文書の抜粋:
###

説明

麹の製造方法並びに玄米麹及び加工食品

【課題】 この発明は、麹菌の繁殖しにくい未精白穀類で、麹を製造する方法を提供する事を目的としている。
【解決手段】 未精白穀類1を、掻傷4が表皮2から胚乳3に達するよう形成された、精白度4%以内の掻傷製傷化穀類5とする工程と、該掻傷製傷化穀類5を原料として蒸煮し、これに麹菌を接種・繁殖させて製麹後、凍結乾燥する行程の結合からなる、麹の製造方法。

【発明の詳細な説明】
【技術分野】
【0001】
本発明は穀類麹の製造方法並びに玄米麹及び加工食品に係り、特に精白度2%以内の製傷化穀類を原料として使用する、穀類麹の製造方法並びにその方法で製造される麹及び加工食品に関する。

###

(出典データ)
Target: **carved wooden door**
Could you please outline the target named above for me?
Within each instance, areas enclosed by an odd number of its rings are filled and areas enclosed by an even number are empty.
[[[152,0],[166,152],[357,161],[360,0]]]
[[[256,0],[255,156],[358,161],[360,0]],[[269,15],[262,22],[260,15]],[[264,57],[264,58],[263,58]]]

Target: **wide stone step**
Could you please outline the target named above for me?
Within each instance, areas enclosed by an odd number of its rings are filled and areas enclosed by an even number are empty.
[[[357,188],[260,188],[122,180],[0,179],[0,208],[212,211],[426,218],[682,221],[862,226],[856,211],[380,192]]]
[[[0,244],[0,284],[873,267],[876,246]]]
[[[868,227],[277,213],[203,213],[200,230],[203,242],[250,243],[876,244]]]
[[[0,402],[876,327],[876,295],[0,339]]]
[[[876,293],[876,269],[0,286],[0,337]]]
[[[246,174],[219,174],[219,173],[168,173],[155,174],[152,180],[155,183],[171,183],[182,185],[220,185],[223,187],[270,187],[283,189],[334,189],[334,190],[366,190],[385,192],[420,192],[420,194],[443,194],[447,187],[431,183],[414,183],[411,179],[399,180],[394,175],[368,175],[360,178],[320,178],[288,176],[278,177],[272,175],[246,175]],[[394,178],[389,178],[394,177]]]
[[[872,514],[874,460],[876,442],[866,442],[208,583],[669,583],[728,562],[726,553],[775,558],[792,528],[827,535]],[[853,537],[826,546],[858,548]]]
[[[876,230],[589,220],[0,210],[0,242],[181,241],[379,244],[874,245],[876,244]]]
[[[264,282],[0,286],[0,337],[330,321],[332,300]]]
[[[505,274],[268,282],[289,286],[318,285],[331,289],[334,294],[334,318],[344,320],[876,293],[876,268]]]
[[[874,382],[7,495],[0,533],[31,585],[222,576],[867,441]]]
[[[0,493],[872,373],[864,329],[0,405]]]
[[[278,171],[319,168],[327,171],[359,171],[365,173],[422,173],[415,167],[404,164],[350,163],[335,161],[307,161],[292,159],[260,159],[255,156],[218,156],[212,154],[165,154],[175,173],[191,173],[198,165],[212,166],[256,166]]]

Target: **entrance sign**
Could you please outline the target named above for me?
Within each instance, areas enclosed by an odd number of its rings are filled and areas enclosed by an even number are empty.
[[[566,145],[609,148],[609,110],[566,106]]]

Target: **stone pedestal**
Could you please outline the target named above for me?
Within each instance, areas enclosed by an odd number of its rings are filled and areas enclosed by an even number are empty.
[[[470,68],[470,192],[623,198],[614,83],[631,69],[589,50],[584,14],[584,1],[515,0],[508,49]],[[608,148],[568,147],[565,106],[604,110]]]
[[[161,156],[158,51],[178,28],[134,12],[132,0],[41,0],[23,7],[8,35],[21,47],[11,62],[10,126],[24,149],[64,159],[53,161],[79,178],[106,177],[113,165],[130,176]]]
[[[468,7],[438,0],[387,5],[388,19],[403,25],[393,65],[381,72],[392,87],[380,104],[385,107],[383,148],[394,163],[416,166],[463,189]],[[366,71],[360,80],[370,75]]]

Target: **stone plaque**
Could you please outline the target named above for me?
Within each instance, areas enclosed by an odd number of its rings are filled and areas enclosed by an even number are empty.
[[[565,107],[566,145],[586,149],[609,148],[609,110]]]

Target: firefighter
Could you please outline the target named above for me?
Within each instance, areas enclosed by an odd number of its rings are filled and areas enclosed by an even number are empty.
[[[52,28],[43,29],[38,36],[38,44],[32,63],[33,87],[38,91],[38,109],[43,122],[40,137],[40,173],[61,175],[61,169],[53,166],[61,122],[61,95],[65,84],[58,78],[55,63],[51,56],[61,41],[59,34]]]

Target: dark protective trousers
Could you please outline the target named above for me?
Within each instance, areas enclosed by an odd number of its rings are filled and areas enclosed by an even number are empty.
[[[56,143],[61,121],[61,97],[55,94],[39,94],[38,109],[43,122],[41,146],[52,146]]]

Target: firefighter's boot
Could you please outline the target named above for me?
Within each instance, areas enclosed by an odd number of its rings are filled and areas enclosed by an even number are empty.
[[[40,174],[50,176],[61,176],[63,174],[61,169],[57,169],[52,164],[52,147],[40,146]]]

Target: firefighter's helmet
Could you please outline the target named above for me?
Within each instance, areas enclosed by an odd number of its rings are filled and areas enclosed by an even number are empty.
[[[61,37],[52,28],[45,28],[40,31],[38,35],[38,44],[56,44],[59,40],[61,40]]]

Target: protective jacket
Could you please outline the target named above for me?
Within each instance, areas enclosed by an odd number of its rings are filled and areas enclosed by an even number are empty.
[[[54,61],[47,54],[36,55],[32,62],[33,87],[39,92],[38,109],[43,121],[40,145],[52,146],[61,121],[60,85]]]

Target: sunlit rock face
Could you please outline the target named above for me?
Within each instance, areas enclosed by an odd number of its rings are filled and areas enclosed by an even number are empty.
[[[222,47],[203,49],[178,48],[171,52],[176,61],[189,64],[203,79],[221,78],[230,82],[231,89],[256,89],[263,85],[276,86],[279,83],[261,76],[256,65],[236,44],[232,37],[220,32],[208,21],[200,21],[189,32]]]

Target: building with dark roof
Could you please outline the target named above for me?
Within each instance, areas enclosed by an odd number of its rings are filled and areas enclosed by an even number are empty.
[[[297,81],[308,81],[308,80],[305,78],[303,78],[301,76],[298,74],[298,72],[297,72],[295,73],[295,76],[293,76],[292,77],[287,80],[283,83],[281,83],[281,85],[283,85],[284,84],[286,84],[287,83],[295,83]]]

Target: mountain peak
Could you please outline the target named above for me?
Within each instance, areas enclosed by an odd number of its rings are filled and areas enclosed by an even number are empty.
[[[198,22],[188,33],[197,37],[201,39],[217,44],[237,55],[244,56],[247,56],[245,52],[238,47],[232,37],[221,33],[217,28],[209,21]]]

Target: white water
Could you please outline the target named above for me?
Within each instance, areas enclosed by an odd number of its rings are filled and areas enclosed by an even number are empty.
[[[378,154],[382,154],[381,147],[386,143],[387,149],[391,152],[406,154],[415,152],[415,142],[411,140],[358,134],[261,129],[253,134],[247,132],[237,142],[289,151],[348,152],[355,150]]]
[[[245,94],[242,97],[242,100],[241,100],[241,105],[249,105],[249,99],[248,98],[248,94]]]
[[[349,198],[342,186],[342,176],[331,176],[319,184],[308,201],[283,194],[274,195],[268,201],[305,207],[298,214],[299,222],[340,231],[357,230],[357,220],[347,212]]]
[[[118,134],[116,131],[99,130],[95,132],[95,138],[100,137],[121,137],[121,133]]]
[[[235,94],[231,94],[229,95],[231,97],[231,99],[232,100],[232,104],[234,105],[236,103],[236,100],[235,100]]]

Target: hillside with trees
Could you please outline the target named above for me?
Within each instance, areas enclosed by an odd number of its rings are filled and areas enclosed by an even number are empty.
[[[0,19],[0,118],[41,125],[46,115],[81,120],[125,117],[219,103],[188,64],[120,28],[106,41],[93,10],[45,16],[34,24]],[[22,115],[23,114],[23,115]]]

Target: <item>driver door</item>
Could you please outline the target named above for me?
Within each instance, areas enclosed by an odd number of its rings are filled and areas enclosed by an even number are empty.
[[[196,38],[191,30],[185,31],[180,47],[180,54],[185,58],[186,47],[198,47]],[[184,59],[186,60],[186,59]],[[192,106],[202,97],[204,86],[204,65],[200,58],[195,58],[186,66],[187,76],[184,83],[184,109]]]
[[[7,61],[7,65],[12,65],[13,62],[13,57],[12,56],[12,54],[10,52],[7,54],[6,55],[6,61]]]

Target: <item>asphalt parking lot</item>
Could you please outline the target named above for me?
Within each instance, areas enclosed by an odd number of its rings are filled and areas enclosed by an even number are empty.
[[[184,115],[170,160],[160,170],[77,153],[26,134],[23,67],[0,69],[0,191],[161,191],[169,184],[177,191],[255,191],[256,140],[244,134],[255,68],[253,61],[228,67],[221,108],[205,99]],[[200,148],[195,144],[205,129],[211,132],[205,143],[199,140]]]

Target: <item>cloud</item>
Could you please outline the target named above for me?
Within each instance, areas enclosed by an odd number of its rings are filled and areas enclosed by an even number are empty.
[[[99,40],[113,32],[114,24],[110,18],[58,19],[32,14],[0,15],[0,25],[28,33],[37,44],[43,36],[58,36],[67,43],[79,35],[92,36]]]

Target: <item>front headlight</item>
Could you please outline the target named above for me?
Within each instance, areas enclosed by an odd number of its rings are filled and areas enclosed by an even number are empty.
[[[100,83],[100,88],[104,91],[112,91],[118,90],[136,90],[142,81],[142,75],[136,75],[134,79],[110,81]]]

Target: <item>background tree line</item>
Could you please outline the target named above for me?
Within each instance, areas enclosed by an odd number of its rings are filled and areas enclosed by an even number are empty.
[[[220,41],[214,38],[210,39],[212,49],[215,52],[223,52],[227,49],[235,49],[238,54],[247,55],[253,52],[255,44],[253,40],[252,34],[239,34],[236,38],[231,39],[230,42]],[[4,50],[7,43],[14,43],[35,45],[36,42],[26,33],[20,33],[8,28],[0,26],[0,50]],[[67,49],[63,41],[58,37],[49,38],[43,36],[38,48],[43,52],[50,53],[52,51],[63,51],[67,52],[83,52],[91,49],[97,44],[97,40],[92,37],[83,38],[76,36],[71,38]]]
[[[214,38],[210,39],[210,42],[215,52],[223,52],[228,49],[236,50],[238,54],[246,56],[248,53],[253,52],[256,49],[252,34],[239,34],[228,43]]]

###

麹の製造方法についての文書の【解決手段】で、製麹のあとに行う処理は何ですか。

凍結乾燥です。